- Passage to read -
>> start
What is Victory, What is Failure?

I have been driven lately to consider the moment we are living in and to consider what the goal of my activism is. Direct actions must have clear goals to be effective, but so too must movements and activists. And we must be honest about what achieving those goals means. How do we measure success? How do we measure failure?

We’re living in a pivotal moment right now. Someone told me recently that she reflected on where we are in history and that this was a Moment—capital ‘M.’ So what does victory look like? What does failure look like?

Recently I’ve had the good fortune of visiting Europe several times. While I was there I visited many sites of many recent trauma’s of humanity’s past. And it should come as no surprise that the site that moved me most was Bebelplatz, the site of the famous Nazi book burning in May of 1933.

This event is famous and some folks know the basic facts: Goebbels spoke before a crowd of 40,000 people while 20,000 books burned. And some people know that those books were the research volumes of the Institut für Sexualwissenschaft. But what most people don’t know is that these volumes were the most comprehensive resource on transsexuality ever compiled, perhaps even to this day. Much of this information has never been duplicated. These studies were 80 years ahead of their time—but only because they were destroyed. We are only now beginning to re-understand some basic facts of gender and sexual fluidity that were openly studied almost a century ago. Of all the people the Nazis came for, they came for trans people first.
>> end
- What needs to be done -
Echo the portion of the essay on victory and failure, everything from "We’re living in" down to "failure look like?", reproducing the wording precisely. The records that follow were drawn from a separate source unrelated to the essay.

- Entries supplied -
>> start
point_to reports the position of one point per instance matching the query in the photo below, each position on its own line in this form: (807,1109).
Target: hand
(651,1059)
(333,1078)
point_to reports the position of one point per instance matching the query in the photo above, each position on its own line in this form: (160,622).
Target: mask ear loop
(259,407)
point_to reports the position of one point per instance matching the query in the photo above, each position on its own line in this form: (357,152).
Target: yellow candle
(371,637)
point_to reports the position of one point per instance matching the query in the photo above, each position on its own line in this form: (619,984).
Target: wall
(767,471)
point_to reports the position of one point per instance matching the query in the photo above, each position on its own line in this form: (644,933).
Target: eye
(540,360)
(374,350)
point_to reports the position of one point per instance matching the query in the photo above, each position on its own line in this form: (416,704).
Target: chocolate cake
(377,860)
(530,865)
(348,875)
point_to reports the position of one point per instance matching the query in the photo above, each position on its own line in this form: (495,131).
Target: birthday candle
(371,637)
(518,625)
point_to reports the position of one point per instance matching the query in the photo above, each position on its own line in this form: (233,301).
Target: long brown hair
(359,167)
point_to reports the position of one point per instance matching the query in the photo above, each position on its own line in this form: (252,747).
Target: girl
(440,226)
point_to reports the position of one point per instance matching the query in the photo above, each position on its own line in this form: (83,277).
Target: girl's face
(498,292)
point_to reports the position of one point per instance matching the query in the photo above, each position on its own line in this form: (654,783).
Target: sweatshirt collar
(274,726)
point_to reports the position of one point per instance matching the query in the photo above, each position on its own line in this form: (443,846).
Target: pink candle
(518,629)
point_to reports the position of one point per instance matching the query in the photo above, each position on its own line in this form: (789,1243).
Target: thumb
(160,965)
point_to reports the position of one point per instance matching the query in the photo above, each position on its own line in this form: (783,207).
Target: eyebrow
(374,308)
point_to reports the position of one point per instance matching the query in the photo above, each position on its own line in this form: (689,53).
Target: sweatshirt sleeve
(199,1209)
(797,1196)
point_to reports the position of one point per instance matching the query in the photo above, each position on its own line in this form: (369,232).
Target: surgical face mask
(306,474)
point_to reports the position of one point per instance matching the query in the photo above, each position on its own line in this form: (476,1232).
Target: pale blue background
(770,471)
>> end
- Correct response -
We’re living in a pivotal moment right now. Someone told me recently that she reflected on where we are in history and that this was a Moment—capital ‘M.’ So what does victory look like? What does failure look like?